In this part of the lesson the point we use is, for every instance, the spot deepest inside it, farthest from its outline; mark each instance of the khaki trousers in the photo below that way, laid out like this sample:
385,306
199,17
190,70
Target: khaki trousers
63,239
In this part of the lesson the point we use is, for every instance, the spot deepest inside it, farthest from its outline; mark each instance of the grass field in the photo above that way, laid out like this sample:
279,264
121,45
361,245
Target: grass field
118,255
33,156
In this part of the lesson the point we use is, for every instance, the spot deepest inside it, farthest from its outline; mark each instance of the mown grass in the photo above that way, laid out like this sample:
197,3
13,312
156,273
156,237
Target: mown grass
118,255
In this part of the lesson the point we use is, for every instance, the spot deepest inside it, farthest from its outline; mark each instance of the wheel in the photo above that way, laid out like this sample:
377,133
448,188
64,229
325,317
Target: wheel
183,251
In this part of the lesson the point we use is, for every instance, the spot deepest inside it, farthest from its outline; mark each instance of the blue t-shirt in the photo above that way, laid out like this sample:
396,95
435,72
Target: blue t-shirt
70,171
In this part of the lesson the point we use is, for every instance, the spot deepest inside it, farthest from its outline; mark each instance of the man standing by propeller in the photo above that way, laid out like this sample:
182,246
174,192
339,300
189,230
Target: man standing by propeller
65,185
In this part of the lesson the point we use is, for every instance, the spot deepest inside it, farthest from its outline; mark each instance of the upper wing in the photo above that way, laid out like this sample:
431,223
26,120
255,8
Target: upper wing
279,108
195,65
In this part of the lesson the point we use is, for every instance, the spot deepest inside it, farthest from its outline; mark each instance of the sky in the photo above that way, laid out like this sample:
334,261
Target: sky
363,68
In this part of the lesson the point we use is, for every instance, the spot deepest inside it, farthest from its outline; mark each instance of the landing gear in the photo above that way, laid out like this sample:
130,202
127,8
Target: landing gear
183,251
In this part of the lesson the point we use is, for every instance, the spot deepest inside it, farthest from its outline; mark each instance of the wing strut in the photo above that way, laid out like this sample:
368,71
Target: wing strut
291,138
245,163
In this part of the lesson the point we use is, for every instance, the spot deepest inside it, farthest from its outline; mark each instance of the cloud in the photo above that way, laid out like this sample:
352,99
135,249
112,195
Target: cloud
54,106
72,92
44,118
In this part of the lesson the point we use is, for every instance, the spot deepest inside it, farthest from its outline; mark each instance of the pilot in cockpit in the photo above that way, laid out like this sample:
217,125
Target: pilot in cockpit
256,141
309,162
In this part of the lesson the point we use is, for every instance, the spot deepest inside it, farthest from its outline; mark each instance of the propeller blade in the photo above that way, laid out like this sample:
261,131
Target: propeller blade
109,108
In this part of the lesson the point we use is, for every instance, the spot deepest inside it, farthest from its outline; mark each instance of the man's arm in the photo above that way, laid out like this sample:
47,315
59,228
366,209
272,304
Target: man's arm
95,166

■ Task goal:
Write the entries above out again. Match them exactly.

■ Solution to the problem:
In this part of the lesson the point we use is, for every instance, the spot deepest inside it, farthest from its outline; mark each instance of the khaki trousers in the photo below that way, laid out like this sample:
385,306
199,17
190,70
Target: khaki trousers
63,239
In this part of the lesson the point we use is, for every instance, the spot deepest inside it, farthest from its outline; mark each instance of the grass field in the photo above that way, laid out like this sample:
279,264
121,45
361,245
Target: grass field
118,255
33,156
In this part of the lesson the point we use is, for every instance, the spot deepest inside it, farthest from its outline; mark each instance of the mown grass in the photo above that way, laid out like this sample:
197,3
13,312
156,273
156,237
Target: mown grass
118,255
In this part of the lesson the point we use is, for every instance, the spot deepest inside it, farthest from its outline; mark each instance of the wheel in the photo above that way, laid out like this sample:
377,133
448,188
64,229
325,317
Target: wheel
183,251
In this part of the lesson the point we use is, for every instance, the spot deepest inside it, farthest from its outline; mark each instance of the blue t-shirt in the photo above that way, laid out like this sample:
396,95
435,72
Target: blue t-shirt
70,171
In this part of the lesson the point we use is, for every instance, the spot deepest inside it, farthest from its outline; mark each instance of the man standing by propeller in the photo above that way, laid out like this sample:
182,246
174,192
339,300
189,230
Target: man standing by propeller
65,185
In this part of the lesson the point we use is, for every instance, the spot deepest inside it, farthest from its outline; mark each instance of the upper wing in the photo above that way, laid out like this sample:
431,223
26,120
255,8
Target: upper wing
279,108
195,65
In this part of the lesson the point we use is, for every instance, the spot deepest inside it, farthest from its outline; mark each instance of the sky in the photo above that way, laid out like this sample:
334,261
Target: sky
363,68
In this part of the lesson the point we use is, for every instance, the spot deepest inside it, farthest from its outline; mark each instance of the landing gear in the photo above that way, laid out like this sample:
130,202
127,8
Target: landing gear
183,251
In this part of the lesson the point we use is, for every instance, the spot deepest inside it, farthest from its outline; mark each instance of the wing strut in the photo above that way, laid out like this sample:
368,71
Target: wing strut
291,138
245,163
In this part of the lesson the point we use is, for every instance, the spot deepest inside it, farthest from its outline; mark each instance of the cloud in the photo above that way, laid out like this sample:
352,99
135,249
112,195
Target: cloud
54,106
72,92
44,118
In this part of the lesson the point we use is, for every instance, the spot deepest inside it, farthest from its outline; mark each instance of the pilot in cockpit in the photo above that way, laid out like this sample:
217,125
Target: pilot in cockpit
256,141
309,162
In this part of the lesson the point we use is, for every instance, the spot deepest inside it, farthest from its outline; mark each instance of the propeller blade in the photo above that way, laid out like this sample:
261,131
Target: propeller blade
109,108
In this part of the lesson the point we use is, for every instance, the spot deepest inside it, farthest from its outline; mark each instance of the man's arm in the photo above that way, laid out like this sample:
47,315
59,228
366,209
272,304
Target: man's arm
95,166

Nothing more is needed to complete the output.